*** Data to examine

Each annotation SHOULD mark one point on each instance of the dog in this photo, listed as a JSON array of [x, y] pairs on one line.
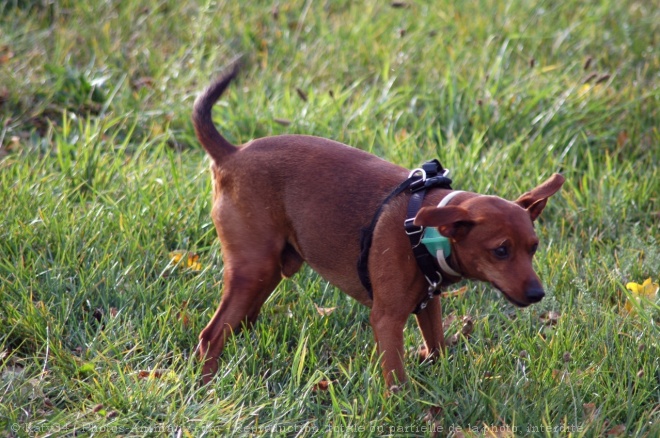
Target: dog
[[282, 201]]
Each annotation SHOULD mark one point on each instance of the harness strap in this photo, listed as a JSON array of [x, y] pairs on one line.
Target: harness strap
[[430, 175]]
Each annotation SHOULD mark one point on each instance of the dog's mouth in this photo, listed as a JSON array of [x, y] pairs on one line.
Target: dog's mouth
[[509, 298]]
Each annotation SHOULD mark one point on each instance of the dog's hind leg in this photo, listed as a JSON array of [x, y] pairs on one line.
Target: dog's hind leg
[[250, 277], [429, 321]]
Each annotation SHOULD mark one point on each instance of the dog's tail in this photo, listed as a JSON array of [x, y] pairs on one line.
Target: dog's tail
[[215, 144]]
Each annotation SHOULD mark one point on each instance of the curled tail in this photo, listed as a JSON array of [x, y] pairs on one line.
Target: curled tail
[[207, 134]]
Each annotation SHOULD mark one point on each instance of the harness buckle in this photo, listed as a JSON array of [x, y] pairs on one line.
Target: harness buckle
[[410, 228]]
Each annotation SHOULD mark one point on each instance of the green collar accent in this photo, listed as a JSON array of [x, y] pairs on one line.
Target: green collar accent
[[434, 241]]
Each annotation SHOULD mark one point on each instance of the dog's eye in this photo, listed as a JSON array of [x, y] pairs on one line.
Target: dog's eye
[[501, 252]]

******

When you return the records, keep every word unchanged and drop the pictures.

Answer section>
Each annotation SHOULD mark one point on each instance of the dog in this photo, listed as a JSON array of [x, y] pairs on one line.
Target: dog
[[282, 201]]
Each annotation SHOULD mark one point on each instance of the harness strap in this photo, listed as a JSON array of [x, y] pairs on one line.
Target: harness strap
[[430, 175]]
Each annotation SHOULD mark one point on each instance of the dog's mouth in this photo, listed as a JSON array of [x, y] pairs on one line.
Target: dog's mouth
[[509, 298]]
Each annotation SHOULD mark one point on each instance of the dog's hind leg in this photo, listed as a JSON array of [x, y] pairs on one line.
Target: dog's hind leg
[[250, 277], [429, 321]]
Each annotation SHOULD mark one point on each instance of the dog's tail in this photo, listed as a JSON array of [x, y] pairs on one line.
Target: dog's tail
[[215, 144]]
Each annotation SHOULD mark one point on each instance of the curled tail in this photo, listed as a JSON array of [x, y] pairs on one line.
Target: curled tail
[[207, 134]]
Each annotation SHOULD mark one point on each instance of the harness buckle in this photo, listed as a JSON array of [x, y] pairs on one line.
Target: harness buckle
[[410, 228]]
Each annotation SHOULD mark one point on each instance of the green collar accent in this photo, listed as a JSON array of [x, y] pairs on one line.
Target: green collar accent
[[434, 241]]
Each annotation SHOULD mark one point on each instance of the dog's eye in this photo, listed as a JSON array of [x, y] pairs on one line.
Target: dog's eye
[[501, 252]]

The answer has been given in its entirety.